Los tradicionales cajoncitos de madera, repletos de tarjetas con datos de miles y miles de libros y revistas, siguen ahí en la entrada de la Biblioteca Nacional, como si el tiempo no hubiera pasado.

El método es el mismo de siempre. Para retirar un libro hay que llenar unos formularios de papel, exactamente los mismos que usé la última vez que vine, creo que hace más o menos 15 años. Aquella vez este era un lugar donde entraba y salía gente todo el tiempo. Ya no: estoy solo en el amplio salón, buscando entre las viejas tarjetas.

Es verdad que también podría utilizar una de las computadoras esparcidas en la sala. Una amable funcionaria me explica que están digitalizados los datos de todas las publicaciones nacionales, y las extranjeras posteriores a 2006.

Encuentro los dos libros que quiero pedir y paso a la sala de al lado. Segunda sorpresa del día: es otra sala vacía. Recuerdo mis épocas de estudiante, cuando hacía cola para retirar libros en este mismo lugar. Siempre tenía al menos nueve o diez personas adelante.

En 2013 un informe del periodista Andrés Roizen en el diario El País indicaba que el promedio diario de lectores comunes e investigadores que habían pasado por la Biblioteca había sido de apenas diez personas, según los registros de la institución. Hoy las cifras no parecen ser mucho más altas.

Son las cinco y poco de la tarde. Me acerco al mostrador y le entrego los formularios a otra funcionaria.

-Cambió este lugar, hace mucho que no venía. Antes había gente –le comento.

-¿Hace cuánto que no venías? –pregunta con interés.

-Por lo menos 15 años.

-Ah, 2008 o 2009.

-No, 15 años –le insisto-. Habrá sido allá por 2000 o 2001.

-Saqué mal la cuenta –aclara y se ríe-. Mucho tiempo. Esa época ya fue. Nos ganó internet. Antes hasta se sacaba número para retirar un libro.

Mientras conversamos pone las fichitas que le entregué en un pequeño ascensor, que sube al piso superior, donde buscarán mis libros.

Me da una tarjeta que tiene el número 31. Hablamos tranquilos. No hay una sola persona esperando para entregar o retirar nada. A esta altura me voy dando cuenta de algo obvio: la gente ya casi no viene a la Biblioteca Nacional.

-Antes no existía internet, las TIC (Tecnologías de la Información y la Comunicación) no habían arrancado. Ojo, hay días que viene más gente, pero otros días no viene nadie –admite esta funcionaria cincuentona y baja la voz, como si molestara a alguien al hablar fuerte.

Dice que los visitantes son más que nada investigadores y extranjeros. Lectores "comunes" hay muy pocos.

Hago un silencio pero parece que ella quiere seguir hablando. No debe venir mucha gente interesada en conocer cómo está la Biblioteca Nacional.

-En una época, hace no mucho, faltaban recursos humanos y había muchos problemas acá. Pero ahora está mejor la cosa, funciona bien la Biblioteca –dice.

-Pero igual la gente ya no viene –insisto-. ¿Será un tema de mala imagen que hoy tiene la Biblioteca?

-Puede ser. Pero, ya te digo, lo principal es que los tiempos cambiaron. No nos precisan tanto.

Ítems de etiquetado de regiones
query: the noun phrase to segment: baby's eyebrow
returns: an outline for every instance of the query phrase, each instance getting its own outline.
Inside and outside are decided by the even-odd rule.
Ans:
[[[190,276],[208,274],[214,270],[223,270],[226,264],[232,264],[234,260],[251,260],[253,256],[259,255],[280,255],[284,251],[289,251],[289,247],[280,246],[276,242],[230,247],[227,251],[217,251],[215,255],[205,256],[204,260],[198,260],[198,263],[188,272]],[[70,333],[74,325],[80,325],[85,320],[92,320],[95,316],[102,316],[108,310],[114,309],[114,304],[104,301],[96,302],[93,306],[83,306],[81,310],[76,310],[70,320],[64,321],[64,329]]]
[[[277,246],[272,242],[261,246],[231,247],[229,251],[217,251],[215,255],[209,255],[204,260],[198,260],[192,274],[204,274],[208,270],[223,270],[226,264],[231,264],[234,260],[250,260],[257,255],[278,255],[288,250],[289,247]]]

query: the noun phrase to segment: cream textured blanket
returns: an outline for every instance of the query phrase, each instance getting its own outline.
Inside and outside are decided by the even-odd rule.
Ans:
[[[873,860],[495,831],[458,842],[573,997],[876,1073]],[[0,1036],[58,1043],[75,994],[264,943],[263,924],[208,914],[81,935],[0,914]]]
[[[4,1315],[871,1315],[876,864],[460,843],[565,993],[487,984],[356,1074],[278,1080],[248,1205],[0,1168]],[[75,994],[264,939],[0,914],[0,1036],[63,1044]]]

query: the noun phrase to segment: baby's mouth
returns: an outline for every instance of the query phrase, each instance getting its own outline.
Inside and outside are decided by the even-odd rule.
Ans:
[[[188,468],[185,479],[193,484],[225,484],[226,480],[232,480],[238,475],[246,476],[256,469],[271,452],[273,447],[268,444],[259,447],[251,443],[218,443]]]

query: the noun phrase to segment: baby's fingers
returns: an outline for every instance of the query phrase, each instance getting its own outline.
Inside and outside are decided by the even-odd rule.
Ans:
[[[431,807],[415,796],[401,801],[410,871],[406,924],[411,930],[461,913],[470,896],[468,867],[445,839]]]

__Instrucción__. Indica si cada afirmación concuerda con la crónica sobre la Biblioteca Nacional y respalda cada respuesta con las palabras decisivas del texto, citadas textualmente. 1. Para retirar un libro se completan formularios en papel. 2. Están digitalizados los datos de todas las publicaciones extranjeras, sin importar el año. 3. Según la funcionaria, los visitantes son sobre todo lectores comunes. Los ítems provienen de una fuente distinta a la de la crónica.

__Respuesta__.
1. Sí: «Para retirar un libro hay que llenar unos formularios de papel».
2. No: «y las extranjeras posteriores a 2006».
3. No: «Dice que los visitantes son más que nada investigadores y extranjeros. Lectores "comunes" hay muy pocos».